--- Your instructions ---
Gather every line in the rows below that contains the string "region", and copy each one. Upper and lower case count as different.

Labeled contour entries
- - - - -
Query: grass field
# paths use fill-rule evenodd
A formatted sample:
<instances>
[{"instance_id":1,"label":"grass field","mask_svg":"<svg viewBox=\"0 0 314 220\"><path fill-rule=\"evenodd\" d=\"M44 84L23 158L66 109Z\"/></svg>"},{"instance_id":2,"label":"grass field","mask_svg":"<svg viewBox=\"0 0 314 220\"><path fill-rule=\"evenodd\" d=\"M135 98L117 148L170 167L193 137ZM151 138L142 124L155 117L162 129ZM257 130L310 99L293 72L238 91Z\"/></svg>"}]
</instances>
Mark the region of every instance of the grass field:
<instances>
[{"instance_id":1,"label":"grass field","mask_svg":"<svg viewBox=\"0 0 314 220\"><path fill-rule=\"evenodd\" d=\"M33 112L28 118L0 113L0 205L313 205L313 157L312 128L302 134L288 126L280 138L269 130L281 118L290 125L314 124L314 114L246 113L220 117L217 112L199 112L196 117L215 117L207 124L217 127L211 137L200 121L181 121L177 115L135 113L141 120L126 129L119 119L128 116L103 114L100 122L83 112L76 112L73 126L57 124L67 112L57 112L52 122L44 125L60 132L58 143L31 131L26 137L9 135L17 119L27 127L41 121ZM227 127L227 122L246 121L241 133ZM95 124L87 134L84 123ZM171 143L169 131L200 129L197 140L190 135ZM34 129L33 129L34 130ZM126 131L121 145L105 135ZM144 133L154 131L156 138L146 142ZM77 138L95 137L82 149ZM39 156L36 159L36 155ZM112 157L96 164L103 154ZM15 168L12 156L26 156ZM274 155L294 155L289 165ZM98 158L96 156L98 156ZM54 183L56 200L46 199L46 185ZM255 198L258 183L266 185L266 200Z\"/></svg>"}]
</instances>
- - - - -
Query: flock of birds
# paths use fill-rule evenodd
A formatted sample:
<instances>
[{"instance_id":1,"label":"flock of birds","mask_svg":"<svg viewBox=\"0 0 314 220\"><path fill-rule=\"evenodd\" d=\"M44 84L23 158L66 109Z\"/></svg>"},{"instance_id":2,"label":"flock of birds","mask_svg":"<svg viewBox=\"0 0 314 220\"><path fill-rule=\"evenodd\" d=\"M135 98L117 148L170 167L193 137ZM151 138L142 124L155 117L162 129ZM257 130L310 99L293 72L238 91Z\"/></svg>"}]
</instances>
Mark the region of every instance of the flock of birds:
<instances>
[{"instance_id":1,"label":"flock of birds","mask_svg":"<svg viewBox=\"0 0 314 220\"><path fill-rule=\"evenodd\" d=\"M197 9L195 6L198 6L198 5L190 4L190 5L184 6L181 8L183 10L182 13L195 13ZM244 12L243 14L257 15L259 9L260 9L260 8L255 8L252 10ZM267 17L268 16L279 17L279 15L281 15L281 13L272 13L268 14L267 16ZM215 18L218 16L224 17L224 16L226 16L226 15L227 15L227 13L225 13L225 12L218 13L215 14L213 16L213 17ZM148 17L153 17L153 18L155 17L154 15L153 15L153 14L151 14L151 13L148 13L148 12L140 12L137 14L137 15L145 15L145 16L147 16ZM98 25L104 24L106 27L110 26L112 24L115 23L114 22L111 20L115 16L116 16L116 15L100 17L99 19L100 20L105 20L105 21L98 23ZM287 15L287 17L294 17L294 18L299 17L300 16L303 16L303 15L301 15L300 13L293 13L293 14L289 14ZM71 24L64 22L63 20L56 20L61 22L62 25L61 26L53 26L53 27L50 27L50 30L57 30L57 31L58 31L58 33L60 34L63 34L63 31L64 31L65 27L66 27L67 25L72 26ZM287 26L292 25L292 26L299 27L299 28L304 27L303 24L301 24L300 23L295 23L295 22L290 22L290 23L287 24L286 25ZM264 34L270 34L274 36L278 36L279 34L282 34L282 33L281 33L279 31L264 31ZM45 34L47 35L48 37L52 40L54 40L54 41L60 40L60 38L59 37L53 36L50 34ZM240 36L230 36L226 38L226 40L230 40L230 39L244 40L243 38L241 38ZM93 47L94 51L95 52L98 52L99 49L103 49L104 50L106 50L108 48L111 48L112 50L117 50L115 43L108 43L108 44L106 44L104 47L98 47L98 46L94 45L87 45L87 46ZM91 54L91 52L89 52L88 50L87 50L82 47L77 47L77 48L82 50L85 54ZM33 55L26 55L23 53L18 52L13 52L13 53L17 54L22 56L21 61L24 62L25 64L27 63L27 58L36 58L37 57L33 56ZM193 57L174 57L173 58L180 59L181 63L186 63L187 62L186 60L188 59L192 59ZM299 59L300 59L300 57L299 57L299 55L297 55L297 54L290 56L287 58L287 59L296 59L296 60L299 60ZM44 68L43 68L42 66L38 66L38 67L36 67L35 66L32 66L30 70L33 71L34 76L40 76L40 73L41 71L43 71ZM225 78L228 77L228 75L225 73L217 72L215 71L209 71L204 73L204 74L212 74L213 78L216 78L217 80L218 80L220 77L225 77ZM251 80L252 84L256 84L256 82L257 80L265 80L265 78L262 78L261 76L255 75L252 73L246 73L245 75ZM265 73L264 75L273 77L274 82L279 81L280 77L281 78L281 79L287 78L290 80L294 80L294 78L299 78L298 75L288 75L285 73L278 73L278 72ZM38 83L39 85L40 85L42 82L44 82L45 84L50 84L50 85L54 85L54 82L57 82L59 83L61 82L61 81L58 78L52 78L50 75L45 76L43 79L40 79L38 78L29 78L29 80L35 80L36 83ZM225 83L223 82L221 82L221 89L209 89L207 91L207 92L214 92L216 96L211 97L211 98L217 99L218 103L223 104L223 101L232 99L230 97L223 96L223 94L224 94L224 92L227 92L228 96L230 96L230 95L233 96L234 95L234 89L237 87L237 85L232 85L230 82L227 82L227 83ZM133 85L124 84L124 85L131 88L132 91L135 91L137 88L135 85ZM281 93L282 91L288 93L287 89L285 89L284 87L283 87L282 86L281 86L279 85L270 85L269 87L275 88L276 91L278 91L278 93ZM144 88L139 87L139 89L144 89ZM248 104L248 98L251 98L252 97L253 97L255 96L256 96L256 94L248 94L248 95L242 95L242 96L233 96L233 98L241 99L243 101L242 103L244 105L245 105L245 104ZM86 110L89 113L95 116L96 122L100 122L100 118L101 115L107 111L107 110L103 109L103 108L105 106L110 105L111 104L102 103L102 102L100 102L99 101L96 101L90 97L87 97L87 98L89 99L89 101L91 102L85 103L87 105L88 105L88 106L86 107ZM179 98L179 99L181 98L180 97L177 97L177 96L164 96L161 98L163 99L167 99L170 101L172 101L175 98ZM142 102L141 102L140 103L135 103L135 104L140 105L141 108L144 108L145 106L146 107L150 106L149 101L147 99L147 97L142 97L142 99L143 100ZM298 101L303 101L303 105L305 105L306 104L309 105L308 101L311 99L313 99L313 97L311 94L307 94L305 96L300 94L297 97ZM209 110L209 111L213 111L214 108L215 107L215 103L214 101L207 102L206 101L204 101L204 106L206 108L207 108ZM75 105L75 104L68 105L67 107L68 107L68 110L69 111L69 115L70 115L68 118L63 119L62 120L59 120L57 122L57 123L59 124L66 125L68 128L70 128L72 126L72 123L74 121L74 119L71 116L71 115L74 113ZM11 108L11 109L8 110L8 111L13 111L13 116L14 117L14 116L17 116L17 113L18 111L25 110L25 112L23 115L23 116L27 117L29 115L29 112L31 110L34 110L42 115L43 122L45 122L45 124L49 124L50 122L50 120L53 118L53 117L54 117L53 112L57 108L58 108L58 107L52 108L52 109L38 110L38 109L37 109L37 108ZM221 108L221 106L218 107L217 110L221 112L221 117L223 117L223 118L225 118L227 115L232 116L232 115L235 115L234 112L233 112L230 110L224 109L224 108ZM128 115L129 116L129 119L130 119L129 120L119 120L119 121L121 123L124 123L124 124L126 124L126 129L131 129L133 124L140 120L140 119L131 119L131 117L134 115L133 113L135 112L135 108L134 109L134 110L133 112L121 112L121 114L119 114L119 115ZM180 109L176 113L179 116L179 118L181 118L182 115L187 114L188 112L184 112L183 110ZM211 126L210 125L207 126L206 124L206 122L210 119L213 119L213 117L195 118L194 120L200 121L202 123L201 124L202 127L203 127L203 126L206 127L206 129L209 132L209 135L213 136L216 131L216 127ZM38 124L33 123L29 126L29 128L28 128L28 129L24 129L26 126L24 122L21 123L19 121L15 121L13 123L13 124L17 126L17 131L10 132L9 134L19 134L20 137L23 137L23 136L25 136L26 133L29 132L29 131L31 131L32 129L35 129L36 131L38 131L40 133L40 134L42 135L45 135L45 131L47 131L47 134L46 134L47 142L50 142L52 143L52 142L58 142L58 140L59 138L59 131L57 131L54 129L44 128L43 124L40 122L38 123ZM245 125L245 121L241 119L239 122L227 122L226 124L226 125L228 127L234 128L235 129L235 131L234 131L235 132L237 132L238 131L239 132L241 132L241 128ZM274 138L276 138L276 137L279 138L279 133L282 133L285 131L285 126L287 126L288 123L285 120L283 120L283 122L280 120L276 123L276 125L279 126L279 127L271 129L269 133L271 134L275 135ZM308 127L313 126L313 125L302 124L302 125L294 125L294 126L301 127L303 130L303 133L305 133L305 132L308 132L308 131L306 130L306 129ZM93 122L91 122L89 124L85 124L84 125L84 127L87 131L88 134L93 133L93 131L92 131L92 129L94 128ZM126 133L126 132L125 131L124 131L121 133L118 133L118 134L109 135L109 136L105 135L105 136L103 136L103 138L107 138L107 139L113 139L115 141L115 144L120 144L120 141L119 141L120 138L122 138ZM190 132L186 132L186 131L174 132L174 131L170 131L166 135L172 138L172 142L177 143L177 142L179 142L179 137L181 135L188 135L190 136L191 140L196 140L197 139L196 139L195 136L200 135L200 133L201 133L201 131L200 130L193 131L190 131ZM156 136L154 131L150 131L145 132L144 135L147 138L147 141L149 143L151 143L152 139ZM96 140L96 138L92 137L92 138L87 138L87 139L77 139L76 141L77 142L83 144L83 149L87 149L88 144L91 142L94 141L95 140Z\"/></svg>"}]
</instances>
- - - - -
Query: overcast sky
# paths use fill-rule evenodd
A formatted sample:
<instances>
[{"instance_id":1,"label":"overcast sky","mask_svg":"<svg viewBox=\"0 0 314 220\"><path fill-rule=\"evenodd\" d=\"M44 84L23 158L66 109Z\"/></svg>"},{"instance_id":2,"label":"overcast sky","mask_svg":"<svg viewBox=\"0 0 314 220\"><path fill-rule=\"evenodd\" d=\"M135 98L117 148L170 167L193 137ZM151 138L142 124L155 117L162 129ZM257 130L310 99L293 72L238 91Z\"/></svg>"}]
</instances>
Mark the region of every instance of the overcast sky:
- - - - -
--- Written answer ---
Mark the region of every instance of the grass field:
Mark the region of every instance of the flock of birds:
Mark the region of every instance of the overcast sky:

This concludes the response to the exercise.